The fourth count seeks a Writ of Mandamus ordering the defendant PZC chairman or zoning director to issue a "Certificate of Zoning Authority" which is required for his application for a liquor permit. "The prerequisite that the plaintiff must establish for the extraordinary remedy of mandamus to issue are well settled. First, there must be no other adequate remedy; second the law must impose a mandatory duty on the defendant; and third the plaintiff must have a clear legal right to have that duty performed. . . The issuance of the writ is discretionary. . ." Riley v. Bridgeport, 22 Conn. App. 402, 405. Since the rulings of this court on counts one, two and three are adverse to the plaintiff's claims there is no mandatory duty on the defendant and no clear right to have the duty performed as the plaintiff requests.

On the first count for a declaratory judgment that the petitioners did not timely request the RTM for a review of the regulation enacted by the PZC the court finds that the request was made within the meaning and time limits of the charter.

On the second count for a declaratory judgment that the town clerk failed to publish the action of the RTM, the court finds that there was no requirement for such publication.

On the third count for a declaratory judgment that the sections of the Westport charter C26-4A-D and C5-1F are unconstitutional the court finds that this plaintiff has no constitutional rights to be protected and that the sections of the charter, in question, pass constitutional muster.

On the fourth count for a writ of mandamus the court finds that the plaintiff is not entitled to the relief requested.

Judgment may enter for the defendant to recover costs.
┄┄┄┄┄┄┄┄┄┄┄┄┄┄┄┄┄┄┄┄
Problems to work on
- A) In the court ruling, what does the court find on the fourth count, for a writ of mandamus?
- B) Copy the records from their first line through the line containing "71L277 72L287 82V87L291", including both of those lines.

Input records
┄┄┄┄┄┄┄┄┄┄┄┄┄┄┄┄┄┄┄┄
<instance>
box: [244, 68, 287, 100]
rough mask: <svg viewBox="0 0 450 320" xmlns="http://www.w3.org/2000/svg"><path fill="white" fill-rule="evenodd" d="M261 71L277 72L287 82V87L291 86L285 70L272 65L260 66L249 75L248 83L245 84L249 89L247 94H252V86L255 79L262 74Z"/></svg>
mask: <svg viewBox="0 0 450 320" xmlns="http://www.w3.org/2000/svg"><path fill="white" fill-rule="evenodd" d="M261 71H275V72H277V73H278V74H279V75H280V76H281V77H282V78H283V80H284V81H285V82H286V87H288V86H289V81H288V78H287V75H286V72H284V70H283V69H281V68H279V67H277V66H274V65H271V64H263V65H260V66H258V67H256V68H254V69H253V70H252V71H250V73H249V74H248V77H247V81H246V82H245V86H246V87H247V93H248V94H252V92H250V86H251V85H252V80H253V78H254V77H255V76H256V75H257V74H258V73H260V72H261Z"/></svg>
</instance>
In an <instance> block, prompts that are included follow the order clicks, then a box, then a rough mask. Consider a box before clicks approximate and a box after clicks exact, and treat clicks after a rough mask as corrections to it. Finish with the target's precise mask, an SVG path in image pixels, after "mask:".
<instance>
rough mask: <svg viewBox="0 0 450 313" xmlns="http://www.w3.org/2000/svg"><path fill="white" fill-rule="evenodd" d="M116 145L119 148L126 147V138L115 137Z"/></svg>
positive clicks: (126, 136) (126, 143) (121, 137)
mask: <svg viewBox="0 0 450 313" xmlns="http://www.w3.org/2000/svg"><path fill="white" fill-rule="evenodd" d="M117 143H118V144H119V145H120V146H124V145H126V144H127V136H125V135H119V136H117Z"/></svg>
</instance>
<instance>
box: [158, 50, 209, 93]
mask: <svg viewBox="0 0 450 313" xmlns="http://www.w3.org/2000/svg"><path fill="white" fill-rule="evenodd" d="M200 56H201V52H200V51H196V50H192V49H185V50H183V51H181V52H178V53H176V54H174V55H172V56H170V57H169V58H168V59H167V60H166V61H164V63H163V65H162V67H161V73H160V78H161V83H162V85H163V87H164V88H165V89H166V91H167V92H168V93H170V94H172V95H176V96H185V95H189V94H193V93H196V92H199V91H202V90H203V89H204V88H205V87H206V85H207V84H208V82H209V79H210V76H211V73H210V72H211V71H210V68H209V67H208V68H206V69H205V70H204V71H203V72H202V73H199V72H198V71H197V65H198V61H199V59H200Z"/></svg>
┄┄┄┄┄┄┄┄┄┄┄┄┄┄┄┄┄┄┄┄
Answer section
- A) The plaintiff is not entitled to the relief requested.

- B)
<instance>
box: [244, 68, 287, 100]
rough mask: <svg viewBox="0 0 450 320" xmlns="http://www.w3.org/2000/svg"><path fill="white" fill-rule="evenodd" d="M261 71L277 72L287 82V87L291 86L285 70L272 65L260 66L249 75L248 83L245 84L249 89L247 94H252V86L255 79L262 74Z"/></svg>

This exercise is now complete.